***** DATASET EXCERPTS *****

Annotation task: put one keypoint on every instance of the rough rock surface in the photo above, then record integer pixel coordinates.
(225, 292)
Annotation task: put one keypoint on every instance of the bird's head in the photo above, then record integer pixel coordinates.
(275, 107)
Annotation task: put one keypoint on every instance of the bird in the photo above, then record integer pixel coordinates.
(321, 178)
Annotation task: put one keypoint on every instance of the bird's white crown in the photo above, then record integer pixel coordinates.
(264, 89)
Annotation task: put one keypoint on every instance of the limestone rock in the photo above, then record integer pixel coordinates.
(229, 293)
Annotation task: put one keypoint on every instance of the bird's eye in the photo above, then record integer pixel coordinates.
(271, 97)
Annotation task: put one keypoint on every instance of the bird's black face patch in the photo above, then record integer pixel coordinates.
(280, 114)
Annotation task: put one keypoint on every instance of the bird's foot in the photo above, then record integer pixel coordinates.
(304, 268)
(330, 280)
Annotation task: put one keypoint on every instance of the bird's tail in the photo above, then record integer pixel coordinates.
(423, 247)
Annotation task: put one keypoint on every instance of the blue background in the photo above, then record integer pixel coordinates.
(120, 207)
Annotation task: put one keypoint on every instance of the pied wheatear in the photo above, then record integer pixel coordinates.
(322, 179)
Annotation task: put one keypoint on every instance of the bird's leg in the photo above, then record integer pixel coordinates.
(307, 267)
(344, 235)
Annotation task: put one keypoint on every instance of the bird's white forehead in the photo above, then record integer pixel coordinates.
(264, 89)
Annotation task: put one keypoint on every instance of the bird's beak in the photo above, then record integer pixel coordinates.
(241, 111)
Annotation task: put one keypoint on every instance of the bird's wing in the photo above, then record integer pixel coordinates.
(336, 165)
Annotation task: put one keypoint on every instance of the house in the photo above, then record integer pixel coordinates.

*****

**PROMPT**. Extract all of the data exactly as written.

**RESPONSE BELOW**.
Annotation task: put one keypoint on every instance of the rough rock surface in the photo above, then record integer pixel coordinates.
(225, 292)
Annotation task: put one keypoint on every instance of the bird's head in the photo above, then record integer pixel coordinates.
(275, 107)
Annotation task: put one keypoint on every instance of the bird in the photo above, then record integer pixel coordinates.
(321, 178)
Annotation task: put one keypoint on every instance of the bird's white crown in the photo above, then record integer pixel coordinates.
(264, 89)
Annotation task: put one keypoint on every instance of the limestone rock in the photo above, then record integer pixel coordinates.
(229, 293)
Annotation task: put one keypoint on every instance of the bird's eye in the photo above, then record integer pixel coordinates.
(271, 97)
Annotation task: put one keypoint on every instance of the bird's black face patch in the photo above, then record integer pixel coordinates.
(280, 114)
Annotation task: put one keypoint on every instance of the bird's foot in the photo above, then record integer pixel coordinates.
(304, 268)
(330, 280)
Annotation task: put one keypoint on every instance of the bird's tail in the photo above, then record integer pixel coordinates.
(423, 247)
Annotation task: put one keypoint on every instance of the blue background in the photo above, then record integer pixel coordinates.
(120, 207)
Annotation task: put one keypoint on every instance of the pied wheatear in the photo above, then record integer pixel coordinates.
(322, 179)
Annotation task: put one keypoint on every instance of the bird's leg in the photo above, then record integer pixel coordinates.
(307, 267)
(344, 235)
Annotation task: put one keypoint on every instance of the bird's white forehead in the photo above, then record integer pixel coordinates.
(264, 89)
Annotation task: put one keypoint on every instance of the bird's beak in the photo above, then record integer pixel coordinates.
(241, 111)
Annotation task: put one keypoint on every instance of the bird's wing in the photo above, then record integer pixel coordinates.
(336, 165)
Annotation task: put one keypoint on every instance of the house in the photo above, then record integer pixel coordinates.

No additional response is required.